▶ [Data listing]:
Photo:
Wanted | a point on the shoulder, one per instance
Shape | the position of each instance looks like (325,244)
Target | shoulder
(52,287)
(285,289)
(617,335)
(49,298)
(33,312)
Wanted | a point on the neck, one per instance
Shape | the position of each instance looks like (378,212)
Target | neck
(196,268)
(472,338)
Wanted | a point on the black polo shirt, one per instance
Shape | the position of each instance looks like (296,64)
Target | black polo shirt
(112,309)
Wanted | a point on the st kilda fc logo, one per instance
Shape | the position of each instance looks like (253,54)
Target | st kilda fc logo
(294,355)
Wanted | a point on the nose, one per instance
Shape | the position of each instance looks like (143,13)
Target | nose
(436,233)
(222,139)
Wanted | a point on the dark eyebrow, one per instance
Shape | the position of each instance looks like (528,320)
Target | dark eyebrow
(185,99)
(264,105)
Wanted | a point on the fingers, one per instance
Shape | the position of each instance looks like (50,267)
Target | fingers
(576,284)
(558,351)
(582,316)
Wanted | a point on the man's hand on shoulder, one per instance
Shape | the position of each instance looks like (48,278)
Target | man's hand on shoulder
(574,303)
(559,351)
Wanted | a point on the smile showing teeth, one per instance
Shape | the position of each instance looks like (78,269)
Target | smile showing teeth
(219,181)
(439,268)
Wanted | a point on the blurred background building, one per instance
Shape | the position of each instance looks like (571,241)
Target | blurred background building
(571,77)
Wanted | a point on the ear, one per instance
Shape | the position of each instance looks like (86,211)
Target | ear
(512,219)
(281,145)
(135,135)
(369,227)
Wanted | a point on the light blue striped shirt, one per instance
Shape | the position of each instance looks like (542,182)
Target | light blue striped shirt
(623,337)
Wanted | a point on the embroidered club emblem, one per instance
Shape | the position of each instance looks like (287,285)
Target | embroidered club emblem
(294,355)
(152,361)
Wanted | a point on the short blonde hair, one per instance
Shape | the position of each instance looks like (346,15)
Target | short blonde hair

▶ [Written task]:
Reproduce verbatim every line of the records from the one containing "Wanted | a point on the ear, one per instance" through the last line of the records, inclusive.

▶ [Full output]:
Wanted | a point on the ear, one per instance
Shape | the position of each instance looks like (86,211)
Target | ear
(512,219)
(281,145)
(135,135)
(369,227)
Wanted | a point on the light blue striped shirt, one per instance
Shape | the position of each instance looks like (542,182)
Target | light blue striped shirt
(623,337)
Wanted | a point on the embroidered club emblem, one per instance
Shape | the position of each instance looks like (287,285)
Target | embroidered club emblem
(294,355)
(152,361)
Wanted | a point on the short blonde hair, one per instance
Shape | the position of each instance looks like (346,15)
Target | short blonde hair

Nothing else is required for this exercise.